Text:
"""
For the international community, this is a clear violation of international law, specifically the Fourth Geneva Convention, which prohibits an occupying power from transferring parts of its own civilian population into the territory it occupies. For UN human rights chief Volker Turk, it represents a dangerous acceleration of an already illegal reality. “If these decisions are implemented, they will undoubtedly accelerate the dispossession of Palestinians and their forcible transfer,” he warned. 

For the settlers in the hills, however, these political moves are interpreted as a green light. The rhetoric from senior Israeli officials, often promising to “deepen roots” in the land or referring to the West Bank by its biblical names Judea and Samaria, fuels the ideology of the most radical among them. When the state signals that the land is rightfully theirs, violence against the “trespassing” Palestinians is seen not as a crime, but as a patriotic duty. Friday’s rampage was the direct, violent enactment of an annexationist policy. 

The Shadow of Gaza 

The violence in the West Bank is inextricably linked to the war in Gaza. For the past 16 months, the world’s attention has been fixed on the genocidal war that has killed tens of thousands and reduced the Gaza Strip to rubble. But for Palestinians in the West Bank, the war has been a constant, terrifying presence. It has provided cover for an intensified crackdown. 

Military raids have become more frequent and more lethal. Checkpoints have hardened, strangling the economy. And settler violence has surged with impunity. The feeling among Palestinians is that while the world watches Gaza burn, their own existence is being quietly erased. The same military apparatus, the same political ideology, and the same international silence that enabled the destruction in Gaza is now being turned on them with renewed vigor.
"""
Records supplied:
"""
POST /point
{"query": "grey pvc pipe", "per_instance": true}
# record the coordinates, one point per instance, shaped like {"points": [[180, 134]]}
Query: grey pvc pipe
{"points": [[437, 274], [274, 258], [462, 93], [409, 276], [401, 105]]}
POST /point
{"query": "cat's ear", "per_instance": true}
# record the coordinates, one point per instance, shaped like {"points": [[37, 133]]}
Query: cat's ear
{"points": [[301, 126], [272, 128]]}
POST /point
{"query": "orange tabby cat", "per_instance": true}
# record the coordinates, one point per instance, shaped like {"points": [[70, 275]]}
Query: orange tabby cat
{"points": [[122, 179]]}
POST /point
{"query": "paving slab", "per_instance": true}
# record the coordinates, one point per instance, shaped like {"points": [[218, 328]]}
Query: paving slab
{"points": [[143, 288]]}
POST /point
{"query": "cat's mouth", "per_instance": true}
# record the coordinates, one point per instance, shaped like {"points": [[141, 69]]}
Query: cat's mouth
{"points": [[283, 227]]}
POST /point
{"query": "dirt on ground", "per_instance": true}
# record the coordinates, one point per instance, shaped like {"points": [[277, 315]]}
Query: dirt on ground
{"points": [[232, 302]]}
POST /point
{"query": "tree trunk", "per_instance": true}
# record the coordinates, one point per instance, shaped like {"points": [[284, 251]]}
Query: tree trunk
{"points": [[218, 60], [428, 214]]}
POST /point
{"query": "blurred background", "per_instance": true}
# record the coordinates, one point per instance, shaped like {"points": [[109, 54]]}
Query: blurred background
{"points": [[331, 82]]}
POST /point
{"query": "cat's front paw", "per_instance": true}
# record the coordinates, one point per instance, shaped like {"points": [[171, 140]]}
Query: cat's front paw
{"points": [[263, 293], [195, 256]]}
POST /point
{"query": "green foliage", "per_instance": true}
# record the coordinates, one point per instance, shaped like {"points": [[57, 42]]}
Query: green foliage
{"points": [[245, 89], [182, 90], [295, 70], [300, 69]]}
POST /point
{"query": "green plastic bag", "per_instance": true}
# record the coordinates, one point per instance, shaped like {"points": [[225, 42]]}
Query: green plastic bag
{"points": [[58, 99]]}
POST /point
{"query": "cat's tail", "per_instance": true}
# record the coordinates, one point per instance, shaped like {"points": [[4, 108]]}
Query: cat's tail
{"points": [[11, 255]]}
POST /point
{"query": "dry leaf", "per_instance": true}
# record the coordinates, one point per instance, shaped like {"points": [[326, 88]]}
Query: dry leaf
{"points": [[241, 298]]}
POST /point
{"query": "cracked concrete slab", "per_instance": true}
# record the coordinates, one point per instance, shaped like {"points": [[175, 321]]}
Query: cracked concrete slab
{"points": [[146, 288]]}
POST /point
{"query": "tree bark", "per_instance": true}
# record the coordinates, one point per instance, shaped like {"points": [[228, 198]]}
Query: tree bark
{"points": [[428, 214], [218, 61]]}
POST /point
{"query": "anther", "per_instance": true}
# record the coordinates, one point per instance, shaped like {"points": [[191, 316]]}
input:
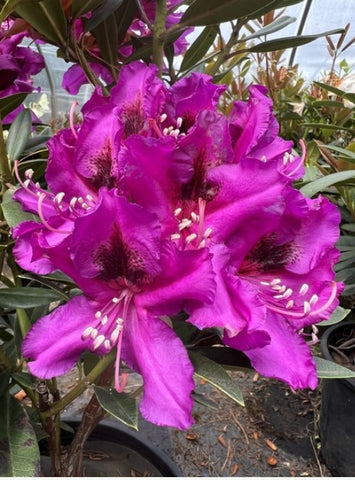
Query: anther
{"points": [[191, 238], [290, 304], [306, 308], [314, 299], [86, 333], [59, 197], [208, 232], [94, 333]]}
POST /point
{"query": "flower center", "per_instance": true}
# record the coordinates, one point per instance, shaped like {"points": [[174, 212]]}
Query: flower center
{"points": [[106, 331]]}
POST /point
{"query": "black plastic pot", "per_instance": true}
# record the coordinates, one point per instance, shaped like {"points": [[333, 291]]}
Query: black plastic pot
{"points": [[115, 451], [337, 415]]}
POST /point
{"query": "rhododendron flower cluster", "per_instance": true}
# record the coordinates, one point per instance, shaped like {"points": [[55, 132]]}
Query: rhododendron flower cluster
{"points": [[158, 203]]}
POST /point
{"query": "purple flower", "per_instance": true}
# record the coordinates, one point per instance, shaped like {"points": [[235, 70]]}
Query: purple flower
{"points": [[159, 203], [130, 277]]}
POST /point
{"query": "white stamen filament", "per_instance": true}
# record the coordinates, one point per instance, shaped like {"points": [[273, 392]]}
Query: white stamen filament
{"points": [[99, 341], [190, 238], [314, 299], [94, 333]]}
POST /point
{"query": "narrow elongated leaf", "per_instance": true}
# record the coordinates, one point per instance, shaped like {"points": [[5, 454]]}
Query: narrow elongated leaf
{"points": [[100, 14], [288, 42], [274, 26], [19, 133], [26, 297], [8, 104], [119, 405], [320, 184], [199, 48], [19, 450], [328, 369], [213, 12], [47, 17], [11, 5], [13, 212], [337, 316], [79, 7], [217, 376]]}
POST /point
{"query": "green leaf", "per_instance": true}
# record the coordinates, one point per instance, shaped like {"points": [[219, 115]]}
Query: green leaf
{"points": [[19, 450], [10, 6], [119, 405], [100, 14], [336, 91], [26, 297], [337, 316], [216, 375], [329, 369], [274, 26], [199, 47], [320, 184], [13, 212], [8, 104], [19, 133], [213, 12], [288, 42], [79, 7], [47, 17]]}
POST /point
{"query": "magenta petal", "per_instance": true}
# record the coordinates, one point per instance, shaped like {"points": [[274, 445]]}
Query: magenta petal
{"points": [[185, 282], [54, 343], [152, 348], [287, 357]]}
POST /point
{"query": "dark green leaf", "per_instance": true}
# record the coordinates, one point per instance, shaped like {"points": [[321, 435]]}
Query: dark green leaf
{"points": [[80, 7], [13, 212], [328, 369], [216, 375], [119, 405], [272, 27], [320, 184], [26, 297], [101, 13], [213, 12], [288, 42], [199, 47], [19, 451], [47, 17], [337, 316], [336, 91], [8, 104], [10, 6], [19, 133]]}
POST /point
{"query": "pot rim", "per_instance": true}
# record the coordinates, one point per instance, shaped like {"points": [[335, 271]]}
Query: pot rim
{"points": [[324, 341], [122, 435]]}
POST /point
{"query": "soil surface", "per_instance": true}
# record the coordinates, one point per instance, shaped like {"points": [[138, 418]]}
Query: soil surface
{"points": [[274, 435]]}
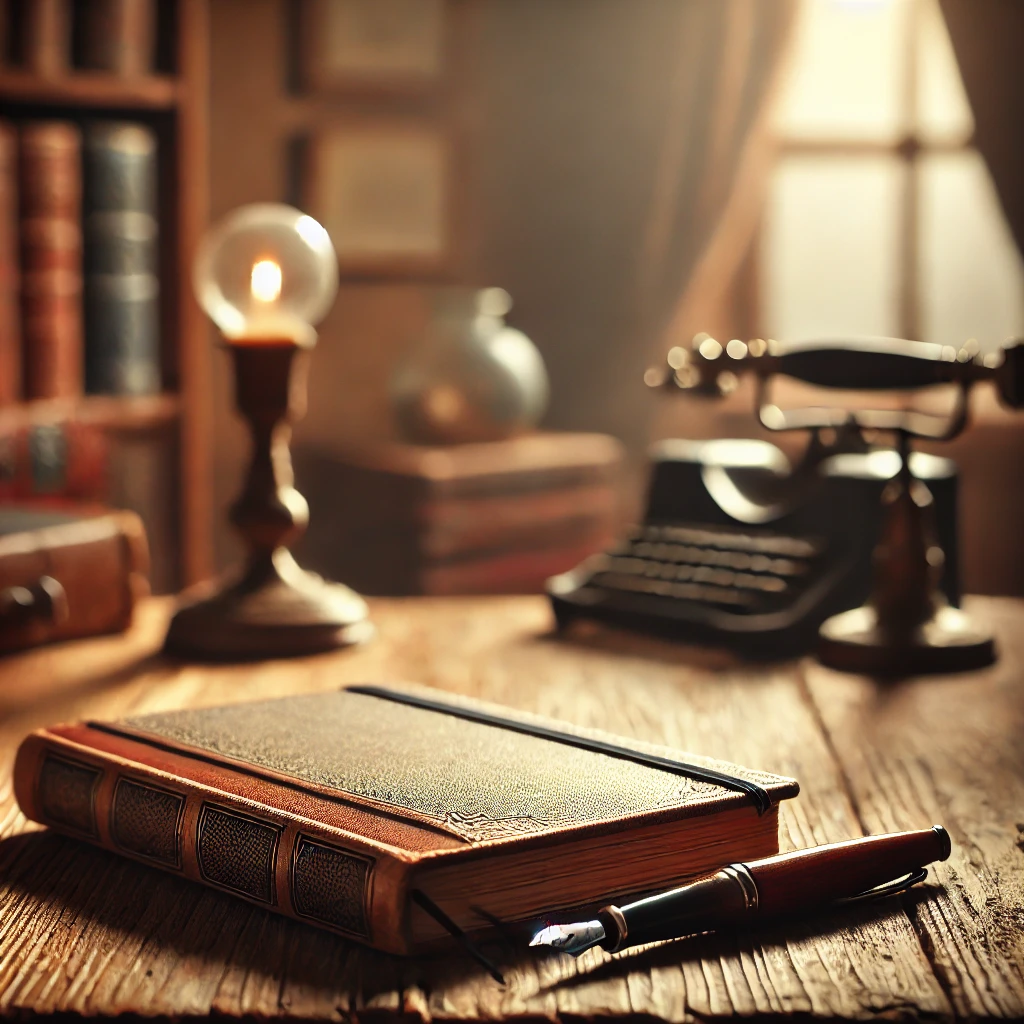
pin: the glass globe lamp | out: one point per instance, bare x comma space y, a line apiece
266, 271
265, 275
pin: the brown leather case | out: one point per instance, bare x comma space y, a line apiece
330, 807
96, 561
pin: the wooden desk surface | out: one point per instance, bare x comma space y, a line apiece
84, 931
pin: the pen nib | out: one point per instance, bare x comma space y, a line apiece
572, 939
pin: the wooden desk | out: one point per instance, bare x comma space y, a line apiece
87, 932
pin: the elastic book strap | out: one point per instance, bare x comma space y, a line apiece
758, 794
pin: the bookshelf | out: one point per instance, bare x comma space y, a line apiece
168, 434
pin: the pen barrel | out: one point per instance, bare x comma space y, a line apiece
807, 879
700, 906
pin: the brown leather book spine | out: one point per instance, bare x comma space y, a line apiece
267, 857
119, 36
10, 331
51, 259
100, 563
46, 37
42, 460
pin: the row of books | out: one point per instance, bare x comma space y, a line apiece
"""
Problem set:
1. Reproduce the West Bank passage word for word, starting with "The violence in" and going on through "with renewed vigor.".
2. Decide whether the West Bank passage agrees with each statement, answering yes or no and quoting the deciding words. (a) Volker Turk is the UN human rights chief. (b) The war in Gaza has gone on for 24 months. (c) Checkpoints in the West Bank have eased.
The records have no connection to the West Bank passage.

Numbered responses:
1.
The violence in the West Bank is inextricably linked to the war in Gaza. For the past 16 months, the world’s attention has been fixed on the genocidal war that has killed tens of thousands and reduced the Gaza Strip to rubble. But for Palestinians in the West Bank, the war has been a constant, terrifying presence. It has provided cover for an intensified crackdown. 

Military raids have become more frequent and more lethal. Checkpoints have hardened, strangling the economy. And settler violence has surged with impunity. The feeling among Palestinians is that while the world watches Gaza burn, their own existence is being quietly erased. The same military apparatus, the same political ideology, and the same international silence that enabled the destruction in Gaza is now being turned on them with renewed vigor.

2.
(a) Yes: "For UN human rights chief Volker Turk"
(b) No: "For the past 16 months"
(c) No: "Checkpoints have hardened, strangling the economy."